Given problem — Set down every text line of the material below verbatim, in its original order, and leave out the picture.

--- Start of Data listing ---

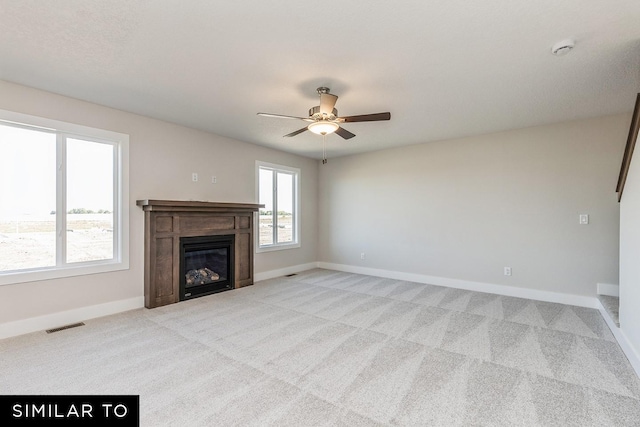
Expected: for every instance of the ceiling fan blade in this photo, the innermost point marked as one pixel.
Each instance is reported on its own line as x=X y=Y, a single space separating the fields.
x=281 y=116
x=345 y=133
x=327 y=102
x=365 y=118
x=299 y=131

--- End of Data listing ---

Task solution —
Expected: for every instance of the ceiling fan blade in this photo, the innermost point marked as one pixel.
Each instance is reported on its own line as x=X y=Y, a single space separating the fields.
x=281 y=116
x=345 y=133
x=327 y=102
x=365 y=118
x=299 y=131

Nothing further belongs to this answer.